**WORK REQUIRED**: Make an exact copy of the whole listing, but leave its pictures out.

**MATERIAL PROVIDED**:
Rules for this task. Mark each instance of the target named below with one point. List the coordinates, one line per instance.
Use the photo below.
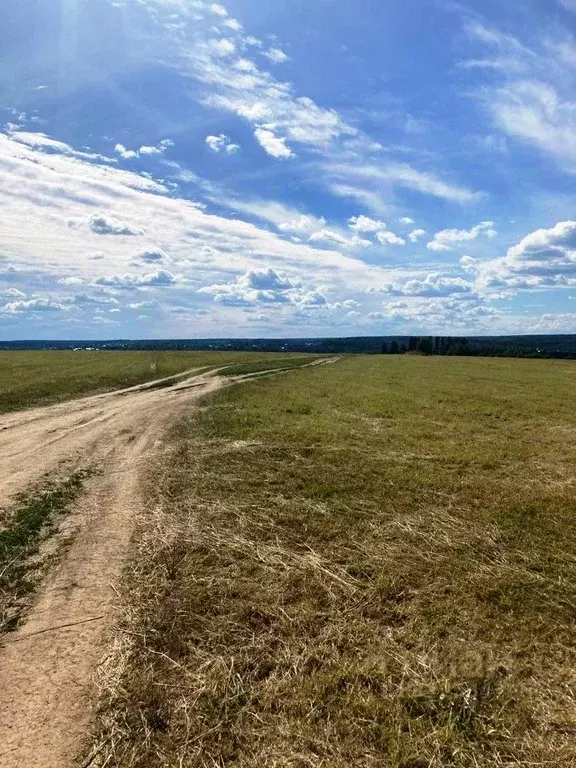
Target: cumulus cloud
(126, 154)
(276, 55)
(389, 238)
(144, 304)
(221, 143)
(303, 224)
(12, 293)
(377, 228)
(365, 224)
(332, 236)
(93, 299)
(223, 47)
(447, 238)
(416, 234)
(151, 256)
(218, 10)
(272, 144)
(266, 286)
(158, 278)
(544, 258)
(130, 154)
(104, 224)
(431, 286)
(313, 299)
(31, 305)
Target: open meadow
(33, 378)
(371, 563)
(368, 562)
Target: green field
(40, 378)
(366, 564)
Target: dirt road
(47, 666)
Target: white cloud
(104, 224)
(232, 24)
(431, 286)
(378, 228)
(153, 304)
(314, 299)
(544, 258)
(151, 256)
(416, 234)
(32, 305)
(126, 154)
(161, 277)
(530, 95)
(98, 299)
(83, 209)
(12, 293)
(146, 150)
(304, 224)
(447, 238)
(332, 236)
(389, 238)
(276, 55)
(365, 224)
(273, 145)
(255, 286)
(218, 10)
(223, 47)
(221, 143)
(366, 182)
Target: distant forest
(554, 346)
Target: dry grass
(33, 378)
(371, 564)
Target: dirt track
(47, 666)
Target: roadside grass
(279, 363)
(367, 564)
(35, 378)
(34, 519)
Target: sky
(191, 169)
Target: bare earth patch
(46, 667)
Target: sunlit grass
(366, 564)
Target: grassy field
(40, 378)
(366, 564)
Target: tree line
(450, 345)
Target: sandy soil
(47, 666)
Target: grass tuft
(34, 519)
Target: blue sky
(184, 168)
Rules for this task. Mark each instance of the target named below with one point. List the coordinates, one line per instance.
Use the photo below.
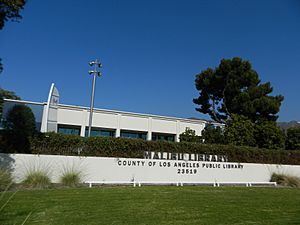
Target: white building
(52, 116)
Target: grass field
(154, 205)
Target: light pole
(95, 73)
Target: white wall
(108, 169)
(74, 115)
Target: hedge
(59, 144)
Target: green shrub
(5, 179)
(59, 144)
(37, 178)
(285, 180)
(71, 177)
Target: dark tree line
(233, 95)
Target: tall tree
(19, 128)
(10, 11)
(235, 88)
(293, 138)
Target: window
(163, 137)
(134, 134)
(98, 132)
(68, 129)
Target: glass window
(163, 137)
(96, 132)
(67, 129)
(134, 134)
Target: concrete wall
(121, 169)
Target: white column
(177, 131)
(118, 130)
(83, 122)
(149, 134)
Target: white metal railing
(180, 183)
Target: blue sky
(150, 50)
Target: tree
(10, 10)
(6, 94)
(293, 138)
(235, 88)
(240, 131)
(213, 135)
(189, 135)
(19, 127)
(269, 135)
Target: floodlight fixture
(95, 73)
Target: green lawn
(154, 205)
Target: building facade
(68, 119)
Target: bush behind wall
(59, 144)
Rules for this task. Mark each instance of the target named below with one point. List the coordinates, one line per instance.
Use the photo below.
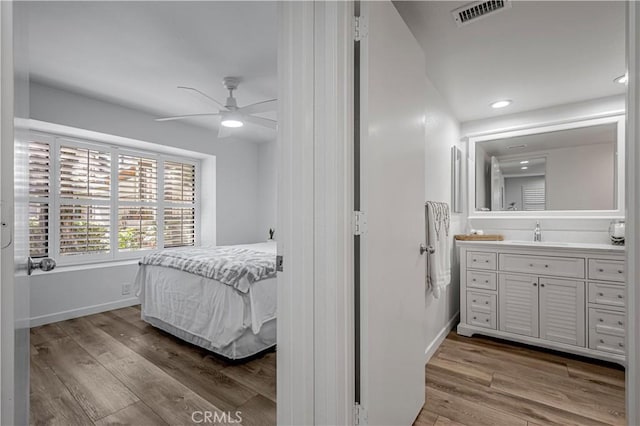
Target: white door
(562, 316)
(518, 300)
(392, 153)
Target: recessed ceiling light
(501, 104)
(622, 79)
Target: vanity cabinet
(566, 297)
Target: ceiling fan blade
(258, 107)
(203, 94)
(264, 122)
(180, 117)
(224, 132)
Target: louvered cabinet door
(562, 311)
(518, 300)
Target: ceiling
(136, 53)
(581, 136)
(537, 53)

**COMPLETED EXERCISE**:
Rules for this task. Mark each instance of the target named below with one point. List the coordinates, one line per instance.
Use the photo below.
Target: cumulus cloud
(126, 154)
(276, 55)
(389, 238)
(144, 304)
(221, 143)
(303, 224)
(12, 293)
(377, 228)
(365, 224)
(332, 236)
(93, 299)
(223, 47)
(447, 238)
(416, 234)
(151, 256)
(218, 10)
(272, 144)
(266, 286)
(158, 278)
(544, 258)
(130, 154)
(104, 224)
(431, 286)
(313, 299)
(31, 305)
Target: open meadow
(33, 378)
(371, 563)
(368, 562)
Target: green field
(40, 378)
(366, 564)
Target: dirt road
(47, 666)
Target: white cloud
(104, 224)
(232, 24)
(431, 286)
(378, 228)
(153, 304)
(314, 299)
(544, 258)
(151, 256)
(416, 234)
(32, 305)
(126, 154)
(161, 277)
(530, 95)
(98, 299)
(83, 209)
(12, 293)
(146, 150)
(304, 224)
(447, 238)
(332, 236)
(389, 238)
(276, 55)
(365, 224)
(273, 145)
(255, 286)
(218, 10)
(223, 47)
(221, 143)
(366, 182)
Target: distant forest
(554, 346)
Target: dry grass
(33, 378)
(371, 564)
Target: dirt track
(47, 666)
Target: roadside grass
(279, 363)
(367, 564)
(35, 378)
(34, 519)
Target: sky
(191, 169)
Target: bare earth patch
(46, 667)
Target: sunlit grass
(366, 564)
Target: grassy field
(40, 378)
(366, 564)
Target: tree line
(450, 345)
Target: sandy soil
(47, 666)
Target: grass tuft
(34, 519)
Target: blue sky
(184, 168)
Rules for this task. Mark each instance of the target named below with one point. List the coordinates, one line per instance.
Use the photo below.
Target: white building
(52, 116)
Target: grass field
(154, 205)
Target: light pole
(95, 73)
Target: white wall
(108, 169)
(74, 115)
Target: hedge
(59, 144)
Target: green shrub
(5, 179)
(59, 144)
(37, 178)
(285, 180)
(71, 177)
Target: dark tree line
(233, 95)
Target: tall tree
(19, 128)
(10, 11)
(235, 88)
(293, 138)
Target: window
(163, 137)
(134, 134)
(98, 132)
(68, 129)
Target: glass window
(163, 137)
(96, 132)
(67, 129)
(134, 134)
Target: concrete wall
(121, 169)
Target: white column
(177, 131)
(118, 130)
(83, 122)
(149, 134)
Target: white metal railing
(180, 183)
Target: blue sky
(150, 50)
Target: tree
(10, 10)
(6, 94)
(293, 138)
(235, 88)
(240, 131)
(213, 135)
(189, 135)
(19, 127)
(269, 135)
Target: floodlight fixture
(95, 73)
Target: green lawn
(154, 205)
Target: building facade
(68, 119)
Target: bush behind wall
(59, 144)
Rules for this task. Mark each instance of the target named below with one point. List the coordinates, one line per instance.
Use the photo below.
Target: white door
(562, 316)
(518, 300)
(392, 153)
Target: recessed ceiling light
(501, 104)
(622, 79)
Target: vanity cabinet
(566, 297)
Target: ceiling fan blade
(258, 107)
(203, 94)
(264, 122)
(180, 117)
(224, 132)
Target: louvered cabinet door
(562, 311)
(518, 300)
Target: ceiling
(136, 53)
(581, 136)
(537, 53)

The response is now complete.